■ **SELECTION**:
((

ModelRunner is the lowest layer of nano-vLLM. One instance runs on each GPU rank. Rank 0 lives in the main process and is driven directly by LLMEngine; ranks 1+ are spawned as separate processes and enter a command loop that mirrors whatever rank 0 does.
Initialization Sequence
Distributed init
Every rank calls dist.init_process_group("nccl", "tcp://localhost:2333", ...) and torch.cuda.set_device(rank). The rendezvous address is fixed at localhost:2333.
Model load
Qwen3ForCausalLM is instantiated on the GPU with the model’s native dtype and weights are loaded via load_model(). Tensor-parallel layers partition their weight matrices column- or row-wise across ranks automatically.
Warmup
warmup_model() runs a synthetic prefill with max_num_seqs sequences of length max_model_len to bring GPU memory to its steady-state peak:def warmup_model(self):
torch.cuda.empty_cache()

))

■ **SUPPLIED MATERIAL**:
((

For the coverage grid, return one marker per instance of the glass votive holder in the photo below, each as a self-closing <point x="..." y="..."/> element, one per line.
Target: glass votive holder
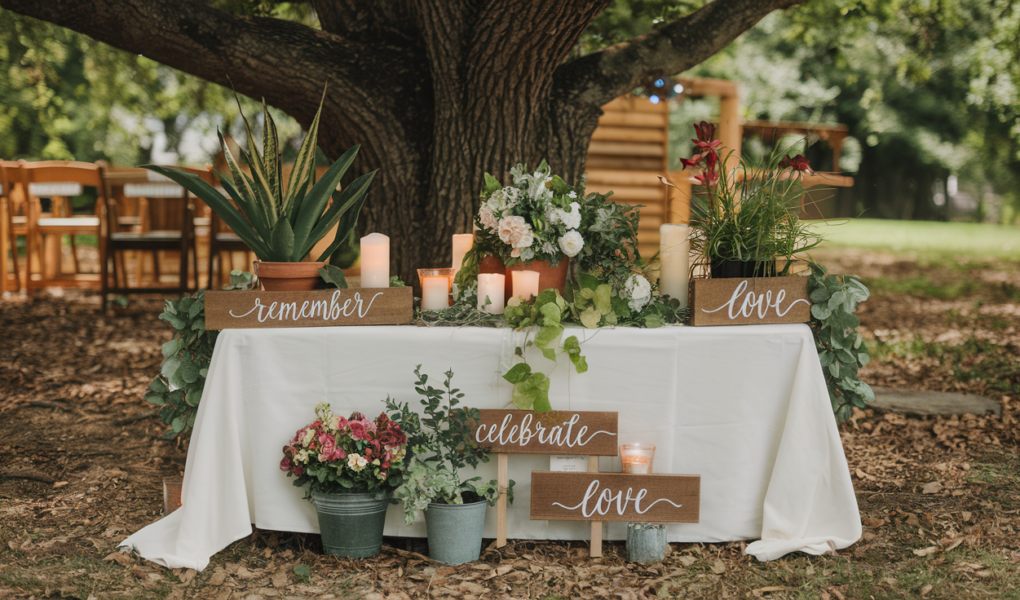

))

■ **TO DO**:
a – Rewrite the ModelRunner page between "ModelRunner is the" and "across ranks automatically.", inclusive, substituting "accelerator" for "GPU".
b – Pick up the ModelRunner page after its last line and continue it.
The lines are not needed for any of this.

■ **RESULTS OF THE TASKS**:
a –
ModelRunner is the lowest layer of nano-vLLM. One instance runs on each accelerator rank. Rank 0 lives in the main process and is driven directly by LLMEngine; ranks 1+ are spawned as separate processes and enter a command loop that mirrors whatever rank 0 does.
Initialization Sequence
Distributed init
Every rank calls dist.init_process_group("nccl", "tcp://localhost:2333", ...) and torch.cuda.set_device(rank). The rendezvous address is fixed at localhost:2333.
Model load
Qwen3ForCausalLM is instantiated on the accelerator with the model’s native dtype and weights are loaded via load_model(). Tensor-parallel layers partition their weight matrices column- or row-wise across ranks automatically.

b –
torch.cuda.reset_peak_memory_stats()
max_num_batched_tokens = self.config.max_num_batched_tokens
max_model_len = self.config.max_model_len
num_seqs = min(max_num_batched_tokens // max_model_len, self.config.max_num_seqs)
seqs = [Sequence([0] * max_model_len) for _ in range(num_seqs)]
self.run(seqs, True)
torch.cuda.empty_cache()
The peak memory stat recorded here is used by allocate_kv_cache() to know how much VRAM the model itself consumes.KV cache allocation
allocate_kv_cache() computes how many KV cache blocks fit in the remaining GPU memory budget and allocates the cache tensor. See KV Cache Management for the calculation.CUDA graph capture
Unless enforce_eager=True, capture_cudagraph() records a CUDA graph for each decode batch size in [1, 2, 4, 8, 16, 32, 48, …, 512]. All graphs share a single memory pool to minimise overhead.
Tensor Parallelism
Nano-vLLM implements tensor parallelism by splitting attention heads and MLP weight matrices across GPUs. Head counts and weight dimensions are divided by tensor_parallel_size inside each parallel layer.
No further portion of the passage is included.